* [GIVEN EXERCISE 1]: From the passage on Goldman's agon below, extract word for word the part that opens with the words "Perhaps an example" and closes with "tarnished cultural portrayal.".

In other words, Goldman rather resiliently turns language in agon inside out for us so that we might see and participate in the struggle in which comes at us from all sides especially in Donald Trump’s solipsistic and authoritarian view of America that has poisoned the culture.  What might best illustrate what Goldman achieves are the last two lines from “Two birds the one watching and passive, the other enjoying its activity:” “He was fracking me/ What goes in may come out.”
 
Goldman furthers, followed by a quote from Thomas de Quincey’s “Rhetoric” (1828), that: “Enthymemes are prevalent in speech.  (How tiresome it would be if they weren’t.)”  A significant part of the DeQuincey reads “an enthymeme was understood to be a syllogism of which one proposition is suppressed . . . But what possible relation had that to rhetoric?”  Of which Goldman, nearly in dialogue with DeQuincey, writes “Utterance “naturally” surrounds itself with enthymemic implicature.  It may be that speech must presuppose more than it says, that everything said is an enthymeme.”

Goldman then summons Valentin Voloshinov’s “Disclosure in Life and Discourse in Art (“Concerning Sociological Poetics)” (1927), in which he proclaims, “Every utterance in the business of life is an objective and social enthymeme.  It is something like a “password” known only to those who belong to the some social purview . . . “

Perhaps an example of such a “password” or at least an enthymemic poetical trope presented by Goldman shortly after her quoting Voloshinov may possibly illustrate Goldman’s noir newsreel vision in which verisimilitude is never spared in what is a largely tarnished cultural portrayal.

“the scholarly study of candy-tampering legends.  He collected newspaper
reports
razor blades, needles, or broken glass in and distributing the candy
that Children copy or act out stories they overhear, adding pins to or
died after eating a cyanide-laced package of Pixy Stix.  A subsequent police
investigation eventually determined that the poisoned candy had been
planted in his trick-or-treat pile by the boy’s father,
Due to their fears, parents and communities restricted trick-or-treating and
Developed alternative “safe” events
also promoted the sale of individually wrapped, brand-name candies and
discouraged people from giving homemade treats to children.”

In what is one of the more lyrically imbued philosophical passages in agon, one in which might have been admired by German poet-philosopher Novalis, Goldman lends an attribute which the composer John Cage found endearing as it is powerful: “The peculiarity of the enthymeme’s silence.  There is a gap in the enthymeme, but there is no gap, as if reinforces the common sense of common sense, the obvious and its obviousness . . . What is not said is leveraged on and leverages a reality principle.  To pass over in silence is not to negate but to make good on.  Here, then, is a silence that is not subordinated to speech, but needed by it: it is the source of speech’s power . . . The omitted may be included by exclusion, but its status is that of constitutive interior, not constitutive exterior.”

* [GIVEN EXERCISE 2]: Gather every line of the records that contains the string "arch", copying each line unchanged.

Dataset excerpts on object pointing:
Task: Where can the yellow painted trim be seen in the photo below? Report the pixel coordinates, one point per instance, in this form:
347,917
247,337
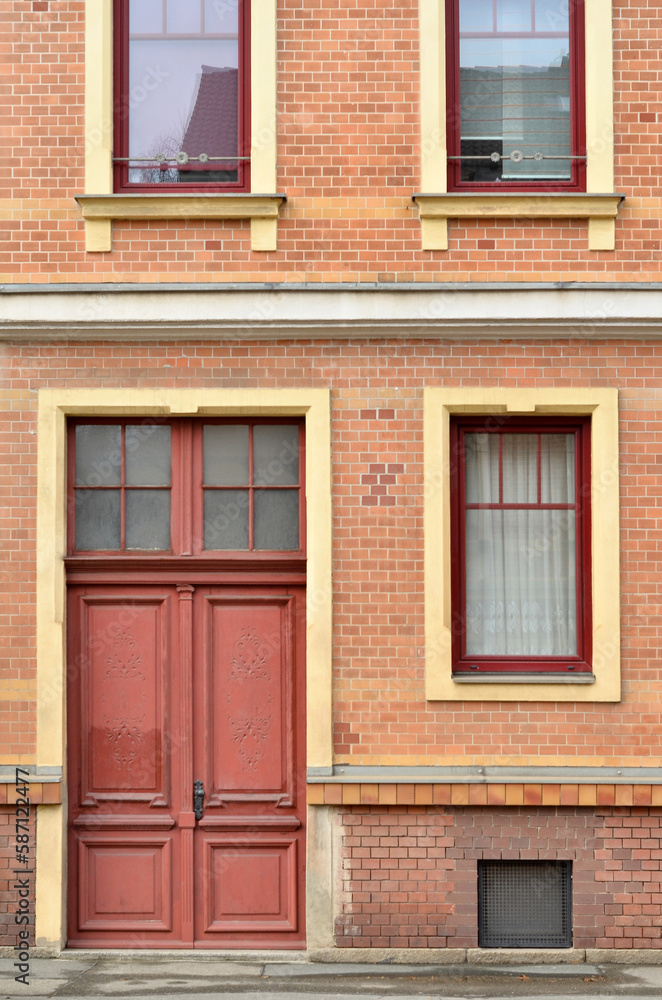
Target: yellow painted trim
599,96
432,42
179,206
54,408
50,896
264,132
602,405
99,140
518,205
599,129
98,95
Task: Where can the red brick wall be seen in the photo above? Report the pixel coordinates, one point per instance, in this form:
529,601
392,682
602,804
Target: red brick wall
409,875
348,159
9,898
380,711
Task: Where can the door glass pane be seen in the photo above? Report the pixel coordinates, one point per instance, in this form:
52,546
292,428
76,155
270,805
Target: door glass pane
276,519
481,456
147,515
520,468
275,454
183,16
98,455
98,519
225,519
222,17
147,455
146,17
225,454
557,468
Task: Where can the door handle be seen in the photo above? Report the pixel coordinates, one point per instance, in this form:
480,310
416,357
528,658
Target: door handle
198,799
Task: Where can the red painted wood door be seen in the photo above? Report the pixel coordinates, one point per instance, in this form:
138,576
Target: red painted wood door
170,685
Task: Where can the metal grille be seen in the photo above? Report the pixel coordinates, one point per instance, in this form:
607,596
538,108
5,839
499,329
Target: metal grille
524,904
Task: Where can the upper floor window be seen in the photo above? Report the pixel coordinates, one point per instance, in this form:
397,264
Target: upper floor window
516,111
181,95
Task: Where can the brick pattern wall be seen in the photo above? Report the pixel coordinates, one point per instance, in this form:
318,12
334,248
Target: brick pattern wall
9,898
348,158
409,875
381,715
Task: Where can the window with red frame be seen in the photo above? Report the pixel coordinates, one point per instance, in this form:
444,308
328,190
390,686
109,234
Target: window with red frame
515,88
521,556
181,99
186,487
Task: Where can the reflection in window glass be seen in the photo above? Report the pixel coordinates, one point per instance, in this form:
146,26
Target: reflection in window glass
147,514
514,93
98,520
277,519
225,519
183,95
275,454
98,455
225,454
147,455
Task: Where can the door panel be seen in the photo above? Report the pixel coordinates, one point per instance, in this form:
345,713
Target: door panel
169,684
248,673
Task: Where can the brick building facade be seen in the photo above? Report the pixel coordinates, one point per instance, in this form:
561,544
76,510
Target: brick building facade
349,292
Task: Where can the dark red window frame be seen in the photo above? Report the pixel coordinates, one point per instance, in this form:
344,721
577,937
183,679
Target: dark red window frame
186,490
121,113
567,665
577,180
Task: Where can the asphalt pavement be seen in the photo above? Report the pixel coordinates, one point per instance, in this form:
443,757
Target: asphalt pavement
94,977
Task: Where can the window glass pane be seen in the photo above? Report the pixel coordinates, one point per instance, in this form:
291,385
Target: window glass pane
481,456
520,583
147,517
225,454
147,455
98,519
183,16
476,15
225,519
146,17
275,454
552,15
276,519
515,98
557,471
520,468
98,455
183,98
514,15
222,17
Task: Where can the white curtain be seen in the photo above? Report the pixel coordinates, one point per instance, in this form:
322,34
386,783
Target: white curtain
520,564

==

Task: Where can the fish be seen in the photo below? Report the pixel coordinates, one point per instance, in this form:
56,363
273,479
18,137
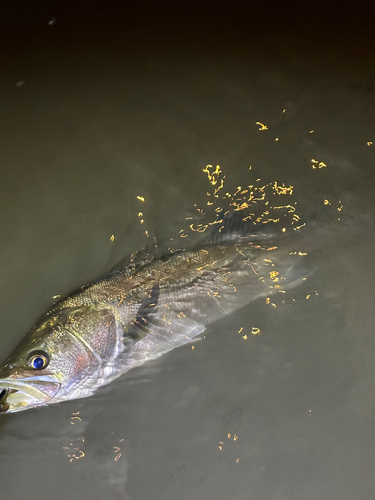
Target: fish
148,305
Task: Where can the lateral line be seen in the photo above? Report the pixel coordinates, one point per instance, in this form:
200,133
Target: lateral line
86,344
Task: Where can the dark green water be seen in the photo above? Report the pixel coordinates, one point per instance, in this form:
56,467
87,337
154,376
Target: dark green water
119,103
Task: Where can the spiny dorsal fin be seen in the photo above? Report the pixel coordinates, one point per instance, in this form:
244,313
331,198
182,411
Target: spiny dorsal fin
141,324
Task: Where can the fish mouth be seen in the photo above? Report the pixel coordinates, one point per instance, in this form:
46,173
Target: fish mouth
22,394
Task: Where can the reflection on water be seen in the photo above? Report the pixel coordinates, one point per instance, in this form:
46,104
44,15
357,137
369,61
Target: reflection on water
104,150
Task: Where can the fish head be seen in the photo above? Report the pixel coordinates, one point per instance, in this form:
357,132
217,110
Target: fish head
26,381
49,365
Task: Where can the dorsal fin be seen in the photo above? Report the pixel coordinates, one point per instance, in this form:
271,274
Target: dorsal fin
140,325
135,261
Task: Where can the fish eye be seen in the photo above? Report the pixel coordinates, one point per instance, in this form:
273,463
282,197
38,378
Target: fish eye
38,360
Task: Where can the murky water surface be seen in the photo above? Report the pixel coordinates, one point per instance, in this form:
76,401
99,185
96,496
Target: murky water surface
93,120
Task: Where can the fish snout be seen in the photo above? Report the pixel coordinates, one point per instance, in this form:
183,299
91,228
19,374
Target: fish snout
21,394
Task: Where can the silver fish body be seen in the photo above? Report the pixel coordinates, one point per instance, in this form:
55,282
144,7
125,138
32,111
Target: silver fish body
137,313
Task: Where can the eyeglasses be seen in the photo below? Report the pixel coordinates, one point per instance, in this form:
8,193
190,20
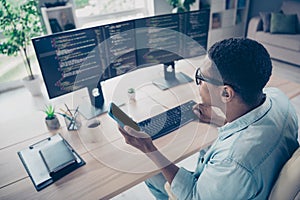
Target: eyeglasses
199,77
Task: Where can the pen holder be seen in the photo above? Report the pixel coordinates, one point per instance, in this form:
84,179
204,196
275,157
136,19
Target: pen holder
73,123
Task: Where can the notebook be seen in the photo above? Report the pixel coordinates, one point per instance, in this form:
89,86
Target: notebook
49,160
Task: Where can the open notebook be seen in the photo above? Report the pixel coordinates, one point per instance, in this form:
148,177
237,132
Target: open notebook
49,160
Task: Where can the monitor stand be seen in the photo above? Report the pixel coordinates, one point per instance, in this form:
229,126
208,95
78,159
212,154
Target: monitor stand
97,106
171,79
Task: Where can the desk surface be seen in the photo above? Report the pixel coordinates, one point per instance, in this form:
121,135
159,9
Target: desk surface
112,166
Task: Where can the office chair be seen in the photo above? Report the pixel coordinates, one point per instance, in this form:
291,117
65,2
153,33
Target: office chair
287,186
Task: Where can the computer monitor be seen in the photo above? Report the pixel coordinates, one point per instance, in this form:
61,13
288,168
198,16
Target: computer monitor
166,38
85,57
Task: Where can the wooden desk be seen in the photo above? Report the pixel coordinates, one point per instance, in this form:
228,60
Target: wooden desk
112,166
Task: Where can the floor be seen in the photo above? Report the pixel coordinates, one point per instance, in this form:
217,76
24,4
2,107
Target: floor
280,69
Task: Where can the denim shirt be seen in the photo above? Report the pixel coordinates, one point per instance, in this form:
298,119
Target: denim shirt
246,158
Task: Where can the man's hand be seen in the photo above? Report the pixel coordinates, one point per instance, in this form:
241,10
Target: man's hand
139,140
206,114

* * *

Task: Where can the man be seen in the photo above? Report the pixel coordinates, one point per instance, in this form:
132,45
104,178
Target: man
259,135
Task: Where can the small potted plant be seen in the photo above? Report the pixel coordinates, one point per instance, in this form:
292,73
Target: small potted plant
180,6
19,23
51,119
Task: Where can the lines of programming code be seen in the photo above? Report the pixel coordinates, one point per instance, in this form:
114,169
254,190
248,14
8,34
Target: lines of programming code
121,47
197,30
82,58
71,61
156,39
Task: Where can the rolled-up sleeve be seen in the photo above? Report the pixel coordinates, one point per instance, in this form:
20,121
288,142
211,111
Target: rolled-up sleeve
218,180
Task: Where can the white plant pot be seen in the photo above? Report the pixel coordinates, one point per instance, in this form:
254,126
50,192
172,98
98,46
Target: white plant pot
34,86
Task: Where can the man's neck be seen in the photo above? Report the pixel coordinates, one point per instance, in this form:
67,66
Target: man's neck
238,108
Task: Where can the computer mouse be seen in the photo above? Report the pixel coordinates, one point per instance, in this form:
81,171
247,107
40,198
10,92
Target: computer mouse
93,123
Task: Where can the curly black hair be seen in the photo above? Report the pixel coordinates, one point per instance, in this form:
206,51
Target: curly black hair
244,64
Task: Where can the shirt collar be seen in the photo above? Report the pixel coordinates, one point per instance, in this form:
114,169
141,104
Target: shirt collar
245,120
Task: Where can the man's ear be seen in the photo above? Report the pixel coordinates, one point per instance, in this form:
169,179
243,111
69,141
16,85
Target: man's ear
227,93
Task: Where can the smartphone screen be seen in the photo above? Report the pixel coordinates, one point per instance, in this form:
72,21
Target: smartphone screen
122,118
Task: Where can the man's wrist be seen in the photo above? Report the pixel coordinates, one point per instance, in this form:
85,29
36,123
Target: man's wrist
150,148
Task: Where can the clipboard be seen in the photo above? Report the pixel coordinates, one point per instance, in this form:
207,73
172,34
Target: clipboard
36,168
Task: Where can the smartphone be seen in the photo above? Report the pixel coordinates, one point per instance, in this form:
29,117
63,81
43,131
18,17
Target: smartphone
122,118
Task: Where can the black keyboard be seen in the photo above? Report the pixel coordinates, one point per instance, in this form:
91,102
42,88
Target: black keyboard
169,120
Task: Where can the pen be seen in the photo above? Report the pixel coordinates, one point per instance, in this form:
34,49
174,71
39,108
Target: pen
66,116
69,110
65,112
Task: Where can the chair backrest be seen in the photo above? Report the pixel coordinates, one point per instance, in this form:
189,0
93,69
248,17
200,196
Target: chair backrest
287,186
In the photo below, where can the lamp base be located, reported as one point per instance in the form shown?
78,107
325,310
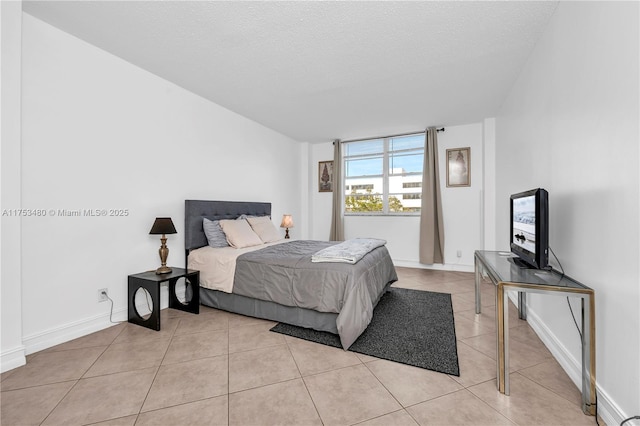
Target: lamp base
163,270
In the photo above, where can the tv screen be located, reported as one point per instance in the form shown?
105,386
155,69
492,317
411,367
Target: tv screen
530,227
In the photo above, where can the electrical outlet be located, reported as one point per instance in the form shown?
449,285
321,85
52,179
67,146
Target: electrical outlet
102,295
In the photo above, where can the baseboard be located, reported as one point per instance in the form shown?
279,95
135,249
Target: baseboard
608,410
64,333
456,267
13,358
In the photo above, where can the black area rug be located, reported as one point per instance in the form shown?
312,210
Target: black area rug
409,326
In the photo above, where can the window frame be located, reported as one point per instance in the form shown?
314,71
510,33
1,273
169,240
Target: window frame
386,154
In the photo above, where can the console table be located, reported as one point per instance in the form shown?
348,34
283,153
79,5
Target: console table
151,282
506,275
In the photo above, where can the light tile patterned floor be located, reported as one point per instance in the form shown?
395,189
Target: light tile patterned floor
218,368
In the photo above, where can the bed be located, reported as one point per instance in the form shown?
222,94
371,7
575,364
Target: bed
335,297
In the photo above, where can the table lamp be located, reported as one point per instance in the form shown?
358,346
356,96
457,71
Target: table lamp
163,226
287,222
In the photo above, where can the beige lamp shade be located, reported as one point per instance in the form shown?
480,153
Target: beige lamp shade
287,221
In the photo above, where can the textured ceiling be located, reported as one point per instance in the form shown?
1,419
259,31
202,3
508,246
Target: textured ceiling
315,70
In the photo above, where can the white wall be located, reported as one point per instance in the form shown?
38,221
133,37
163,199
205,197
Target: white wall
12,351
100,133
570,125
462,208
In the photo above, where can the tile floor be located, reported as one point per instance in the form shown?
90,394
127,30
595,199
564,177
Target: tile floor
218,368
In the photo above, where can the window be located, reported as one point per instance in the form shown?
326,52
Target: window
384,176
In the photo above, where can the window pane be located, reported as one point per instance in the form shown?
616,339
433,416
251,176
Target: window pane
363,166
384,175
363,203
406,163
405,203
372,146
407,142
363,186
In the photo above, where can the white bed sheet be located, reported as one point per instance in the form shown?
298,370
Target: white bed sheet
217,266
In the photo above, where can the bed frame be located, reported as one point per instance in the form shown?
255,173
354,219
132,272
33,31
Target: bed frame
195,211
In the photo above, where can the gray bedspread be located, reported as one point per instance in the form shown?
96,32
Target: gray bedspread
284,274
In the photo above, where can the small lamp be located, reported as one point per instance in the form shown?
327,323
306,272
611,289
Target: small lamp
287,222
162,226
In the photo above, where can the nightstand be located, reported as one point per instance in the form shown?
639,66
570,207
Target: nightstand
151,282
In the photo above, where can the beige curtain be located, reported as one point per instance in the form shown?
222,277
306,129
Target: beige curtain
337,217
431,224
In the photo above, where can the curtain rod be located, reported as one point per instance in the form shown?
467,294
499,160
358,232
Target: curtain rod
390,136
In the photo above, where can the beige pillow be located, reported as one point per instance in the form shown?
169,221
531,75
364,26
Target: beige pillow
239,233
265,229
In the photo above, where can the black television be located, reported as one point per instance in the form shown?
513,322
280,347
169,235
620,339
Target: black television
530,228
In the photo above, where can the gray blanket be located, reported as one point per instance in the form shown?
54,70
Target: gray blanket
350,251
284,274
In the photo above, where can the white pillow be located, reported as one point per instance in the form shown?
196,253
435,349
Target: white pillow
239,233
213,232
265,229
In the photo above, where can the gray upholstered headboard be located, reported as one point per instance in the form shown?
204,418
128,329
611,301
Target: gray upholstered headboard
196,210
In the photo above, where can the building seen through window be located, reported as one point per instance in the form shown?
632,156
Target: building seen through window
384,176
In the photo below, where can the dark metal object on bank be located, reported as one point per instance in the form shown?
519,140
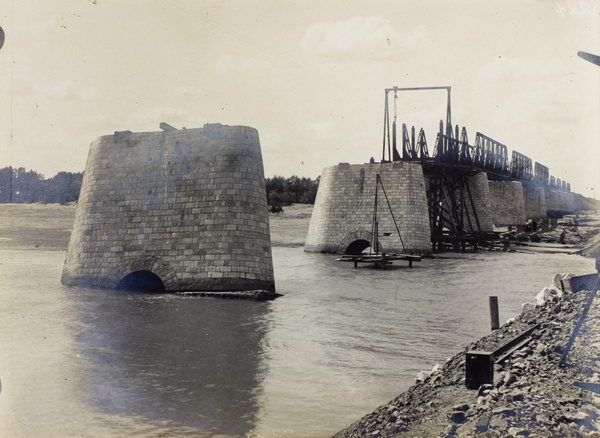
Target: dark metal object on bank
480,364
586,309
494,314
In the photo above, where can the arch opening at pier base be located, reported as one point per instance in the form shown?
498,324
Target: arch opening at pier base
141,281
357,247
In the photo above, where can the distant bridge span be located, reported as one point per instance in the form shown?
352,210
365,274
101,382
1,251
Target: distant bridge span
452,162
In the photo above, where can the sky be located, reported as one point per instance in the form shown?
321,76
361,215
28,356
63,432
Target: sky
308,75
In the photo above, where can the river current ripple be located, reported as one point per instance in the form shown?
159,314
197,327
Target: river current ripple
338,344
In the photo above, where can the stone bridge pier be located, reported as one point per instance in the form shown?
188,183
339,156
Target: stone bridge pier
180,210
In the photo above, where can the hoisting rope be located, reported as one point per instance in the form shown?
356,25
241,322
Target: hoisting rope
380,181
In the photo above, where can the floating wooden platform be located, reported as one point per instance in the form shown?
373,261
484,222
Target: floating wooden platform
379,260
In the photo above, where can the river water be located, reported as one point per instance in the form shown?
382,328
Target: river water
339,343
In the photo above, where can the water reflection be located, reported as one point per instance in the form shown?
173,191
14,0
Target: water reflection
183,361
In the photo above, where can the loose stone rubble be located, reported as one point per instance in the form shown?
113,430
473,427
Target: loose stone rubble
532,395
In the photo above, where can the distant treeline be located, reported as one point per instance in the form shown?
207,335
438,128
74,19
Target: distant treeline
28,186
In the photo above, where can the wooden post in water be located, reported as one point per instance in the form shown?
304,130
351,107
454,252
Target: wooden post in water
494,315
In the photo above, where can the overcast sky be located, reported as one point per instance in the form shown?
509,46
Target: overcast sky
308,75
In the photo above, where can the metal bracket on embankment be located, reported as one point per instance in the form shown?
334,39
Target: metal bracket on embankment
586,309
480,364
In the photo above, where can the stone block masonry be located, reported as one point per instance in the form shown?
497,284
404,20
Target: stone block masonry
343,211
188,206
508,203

* [TASK OUTPUT 1]:
Perhaps an example of such a “password” or at least an enthymemic poetical trope presented by Goldman shortly after her quoting Voloshinov may possibly illustrate Goldman’s noir newsreel vision in which verisimilitude is never spared in what is a largely tarnished cultural portrayal.

* [TASK OUTPUT 2]:
In the photo above, where can the arch opening at pier base be located, reported as one point per instance in the form shown?
Target: arch opening at pier base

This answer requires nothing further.